**Extracted text:**
Now, you may notice that those parts don’t look exactly like the CAD fires.  They have a flat structure underneath (the raft), and in some spots (especially the eye sockets of the raven skull) excess material (support structure).  These excess pieces of plastic are there because they were necessary for building the part; however, we don’t want them on the final part.

The solution here is good old fashioned cleanup with tweezers, pliers, and a file.  The tweezers and pliers were used to pull off the support structure and rafts (which print in such a way that they come right off); the file was used to clean up any leftover material.

Next, any secondary machining operations we needed to do were done.  On a number of pieces, I drilled out some holes so that these could be looped on necklaces.  If I had rushed less, I would have designed the parts to be printed with the hole (including the ones we took from an online depository; these files can usually be modified as needed, if you have CAD software, and adding a hole would have been an exceedingly simple operation).  This can have some drawbacks (3D printers don’t always print holes very well, especially if they are horizontal), but in this case it probably would have simplified my life a bit.  At any rate, this was done using a basic hand drill, and added maybe a couple of minutes to the entire process at most.  Finally, a number of units also suffered from layers delaminating (i.e., pieces splitting apart along horizontals planes); this was easily remedied with some hot glue. At any rate, we kept our secondary machining operations to a minimum, and as such this step was relatively easy.

Finger bones, cleaned up.  The flat piece in the picture is the raft; this structure exists for printing purposes only, and is waste material (i.e., can be thrown out/recycled).

Finally, we assembled the pieces into a test unit, to make sure they looked good.  Here are the final results:

A finished necklace.  The players would build these over the course of the event; we wanted to make sure that they looked good, actually fit together nicely, and were sturdy enough.  This test piece used almost all of the bones we ended up printing, save for the wishbone

We were incredibly satisfied with how the pieces turned out and looked together.  Ultimately, there are some small improvements that could be made in the future (adding holes to parts, not using rafts with certain pieces, increasing the thickness in some areas, make some areas flatter, etc.).  However, an important thing to keep in mind is that you are almost certainly working with a deadline and/or budget, and at a certain point you have to say, “Yes, this is good.”  A common phrase in regards to this is “The enemy of the good is the perfect.”  If your parts are good, and meet your standards/requirements, unless you have extra time on your hands, it’s usually not worth going back and fixing small issues until the part is perfect.  At best, you’ll end up with a slight improvement for a lot of effort and wasted material (low return on your investment); at worst, you’ll end up in an infinite cycle of improvement and never actually getting the project done.

**Data lines:**

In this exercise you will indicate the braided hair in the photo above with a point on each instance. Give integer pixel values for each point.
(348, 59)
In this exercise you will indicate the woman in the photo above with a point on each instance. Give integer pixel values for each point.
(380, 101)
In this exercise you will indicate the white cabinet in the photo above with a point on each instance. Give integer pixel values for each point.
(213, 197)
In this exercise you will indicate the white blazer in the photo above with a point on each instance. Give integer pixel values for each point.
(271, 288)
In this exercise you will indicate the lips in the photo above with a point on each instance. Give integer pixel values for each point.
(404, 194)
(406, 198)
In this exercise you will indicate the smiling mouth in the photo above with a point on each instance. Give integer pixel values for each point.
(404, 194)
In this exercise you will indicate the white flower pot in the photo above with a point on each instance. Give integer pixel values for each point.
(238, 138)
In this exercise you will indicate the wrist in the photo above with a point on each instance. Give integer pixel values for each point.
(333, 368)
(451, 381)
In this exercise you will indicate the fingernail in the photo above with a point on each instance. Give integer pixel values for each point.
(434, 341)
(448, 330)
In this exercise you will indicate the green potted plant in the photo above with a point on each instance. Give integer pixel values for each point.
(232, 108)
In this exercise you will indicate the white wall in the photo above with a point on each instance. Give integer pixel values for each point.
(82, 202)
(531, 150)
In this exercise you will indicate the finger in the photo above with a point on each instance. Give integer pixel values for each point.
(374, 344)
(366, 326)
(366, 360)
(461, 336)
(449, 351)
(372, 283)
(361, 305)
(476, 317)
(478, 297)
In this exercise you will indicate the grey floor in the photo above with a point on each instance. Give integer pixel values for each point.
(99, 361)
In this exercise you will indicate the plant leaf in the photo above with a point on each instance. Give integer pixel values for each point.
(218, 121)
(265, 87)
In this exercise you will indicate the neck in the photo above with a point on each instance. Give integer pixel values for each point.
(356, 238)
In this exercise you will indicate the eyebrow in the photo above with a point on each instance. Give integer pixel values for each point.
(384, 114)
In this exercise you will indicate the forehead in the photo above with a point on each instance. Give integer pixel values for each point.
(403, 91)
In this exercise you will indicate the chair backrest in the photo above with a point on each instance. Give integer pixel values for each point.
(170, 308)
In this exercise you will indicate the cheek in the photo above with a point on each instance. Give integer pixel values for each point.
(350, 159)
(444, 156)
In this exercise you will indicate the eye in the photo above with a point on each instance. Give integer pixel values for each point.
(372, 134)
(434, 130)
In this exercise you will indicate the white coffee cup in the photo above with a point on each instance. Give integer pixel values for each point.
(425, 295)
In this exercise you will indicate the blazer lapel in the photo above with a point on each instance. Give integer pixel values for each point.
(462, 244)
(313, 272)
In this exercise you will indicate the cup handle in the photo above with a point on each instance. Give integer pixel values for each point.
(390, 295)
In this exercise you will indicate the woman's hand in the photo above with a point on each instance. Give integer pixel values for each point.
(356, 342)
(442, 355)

**Problems to solve:**
**A.** Answer these from the text on 3D-printed bones:
(i) Which tools were used to clean up the printed parts?
(ii) What fixed the pieces whose layers delaminated?
(iii) Which bone was left out of the test necklace?
**B.** Continue the text on 3D-printed bones from its last sentence.
The rows have no connection to the text on 3D-printed bones.

**Per-task answers:**
**A.**
(i) Tweezers, pliers, and a file.
(ii) Hot glue.
(iii) The wishbone.

**B.**
This is not to say that you shouldn’t aim for perfection; rather, that at some point, real world constraints catch up (time and money, namely).  In some cases there just isn’t much you can do about the reality of the situation, and you have to compromise somewhere.  It may not look like we compromised much, but that’s because we did a lot of our compromising up front.  We went in and optimized for aesthetics, build time, and built material; we knew that we would suffer on the structural integrity end of things, but also knew that we could get away with some loss of structural integrity.

At any rate, that’s the 3D printing process in a nutshell.  Get a CAD file, set up the print in software, do your print, identify issues, fix issues, and repeat until you have a part you are happy with.  In the end, the process is one that can be a lot of trial and error, even when you fully know what you are doing.  Over time, as one obtains more experience with 3D printing, you can reduce this process by quite a bit, to the point of where the only problems you are dealing with are those “strange” issues (such as the stepper motor driver overheating).  As this technology becomes cheaper and more available (I personally have a DIY kit that cost less than $200; this even came with 1kg of material to work with, and requires no special tools to assemble), I think it is definitely something that event holding teams should look into and start utilizing for building props.

Wednesday, January 10, 2018

An Announcement from the Adventurers Guild

Hello adventurers of the Realms!

The Adventurers Guild will have an assortment of tasks that need doing at Leviathan this year, and we would like to tell you all about them.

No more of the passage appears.